Problem description
Copy the records below exactly as they are written.

Supplied data
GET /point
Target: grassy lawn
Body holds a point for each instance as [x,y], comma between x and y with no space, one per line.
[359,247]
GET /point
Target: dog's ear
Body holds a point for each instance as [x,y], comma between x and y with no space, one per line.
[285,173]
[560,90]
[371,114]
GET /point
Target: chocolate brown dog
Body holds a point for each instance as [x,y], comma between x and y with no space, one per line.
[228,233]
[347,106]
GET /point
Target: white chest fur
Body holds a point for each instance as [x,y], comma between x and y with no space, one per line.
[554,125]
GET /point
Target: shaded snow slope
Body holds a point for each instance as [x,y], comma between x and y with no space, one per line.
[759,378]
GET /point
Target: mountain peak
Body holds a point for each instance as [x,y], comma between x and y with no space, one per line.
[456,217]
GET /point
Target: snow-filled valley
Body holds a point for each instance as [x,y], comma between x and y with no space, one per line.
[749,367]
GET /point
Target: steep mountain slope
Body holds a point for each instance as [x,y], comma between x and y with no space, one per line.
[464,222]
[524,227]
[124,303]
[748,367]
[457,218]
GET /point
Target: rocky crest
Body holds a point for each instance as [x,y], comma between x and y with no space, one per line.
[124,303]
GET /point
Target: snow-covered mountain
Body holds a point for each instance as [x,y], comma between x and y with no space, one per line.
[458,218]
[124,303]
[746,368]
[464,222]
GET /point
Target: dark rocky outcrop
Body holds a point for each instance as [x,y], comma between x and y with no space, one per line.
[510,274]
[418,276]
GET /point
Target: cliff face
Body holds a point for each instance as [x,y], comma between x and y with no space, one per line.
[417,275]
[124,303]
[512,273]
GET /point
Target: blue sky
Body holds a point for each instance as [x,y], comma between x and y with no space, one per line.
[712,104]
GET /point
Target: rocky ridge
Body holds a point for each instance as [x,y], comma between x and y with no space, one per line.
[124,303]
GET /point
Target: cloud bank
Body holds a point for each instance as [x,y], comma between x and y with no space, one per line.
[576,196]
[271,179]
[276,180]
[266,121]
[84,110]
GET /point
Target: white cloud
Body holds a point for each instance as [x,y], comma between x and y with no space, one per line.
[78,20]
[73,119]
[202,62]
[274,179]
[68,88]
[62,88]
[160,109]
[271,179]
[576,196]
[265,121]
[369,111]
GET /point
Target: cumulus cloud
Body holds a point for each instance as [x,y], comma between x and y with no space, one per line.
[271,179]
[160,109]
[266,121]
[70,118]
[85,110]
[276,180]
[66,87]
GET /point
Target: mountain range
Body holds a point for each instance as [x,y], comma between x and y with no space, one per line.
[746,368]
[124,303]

Answer to the exercise
GET /point
Target: grassy lawn
Body holds a point for each instance as [x,y], comma between x and y with no space, one per line.
[359,247]
GET /point
Target: dog's ear
Body holds a point for each instance as [x,y], comma between x and y with no space, one per line.
[285,173]
[560,90]
[371,114]
GET /point
Target: chocolate brown dog
Body holds a point for each instance as [x,y], comma between x and y with no space, one per line.
[228,233]
[347,106]
GET /point
Target: white chest fur
Body holds a point for each instance as [x,y], comma between x and y with no space, one per line.
[554,125]
GET /point
Target: shaded snow slope
Body holds a point for each instance as [x,y], comma between x and y with no space, one per line.
[759,378]
GET /point
Target: mountain peak
Body holds a point for each instance as [x,y], comma between x and y with no space, one per line.
[456,217]
GET /point
Target: snow-filled valley
Body holds a point for each instance as [x,y], comma between x and y with no space, one per line.
[749,367]
GET /point
Target: steep mountain slope
Body holds a point for each instance as [x,y], comma between x and y with no space, one per line.
[464,222]
[524,227]
[124,303]
[748,367]
[457,218]
GET /point
Target: rocky crest
Body holds a point for each instance as [x,y], comma between x and y with no space, one per line.
[124,303]
GET /point
Target: snow-covered mountain
Body holds a point for each instance as [x,y], comma between x and y with no space, one per line.
[458,218]
[124,303]
[746,368]
[464,222]
GET /point
Target: dark rocky outcrop
Body holds a point for each instance as [x,y], comma between x and y with no space, one per line.
[510,274]
[418,276]
GET /point
Target: cliff face
Body holds a point for each instance as [x,y], comma between x and y with no space, one per line.
[417,275]
[124,303]
[512,273]
GET /point
Target: blue sky
Body holds a point for each instance as [x,y], comma between x and y with no space, one per line.
[712,104]
GET /point
Target: rocky ridge
Body holds a point for each instance as [x,y], comma between x and y with no space, one per line.
[124,303]
GET /point
Target: cloud bank
Body holds a point for each instance as [x,y], comma between x and y with no space, one per line.
[576,196]
[271,179]
[276,180]
[266,121]
[84,110]
GET /point
Target: white cloud
Body holds a point for each instance as [x,y], comma between x and y with no space, one per line.
[78,20]
[73,119]
[202,62]
[274,179]
[68,88]
[62,88]
[160,109]
[271,179]
[576,196]
[265,121]
[369,111]
GET /point
Target: cumulus cloud
Body holds a point for each instance as [x,y], comma between x and y with no space, one per line.
[271,179]
[160,109]
[266,121]
[70,118]
[85,110]
[276,180]
[66,87]
GET /point
Target: mountain range
Body holds a point for each instance as [x,y], comma between x and y with no space, one per line.
[746,368]
[124,303]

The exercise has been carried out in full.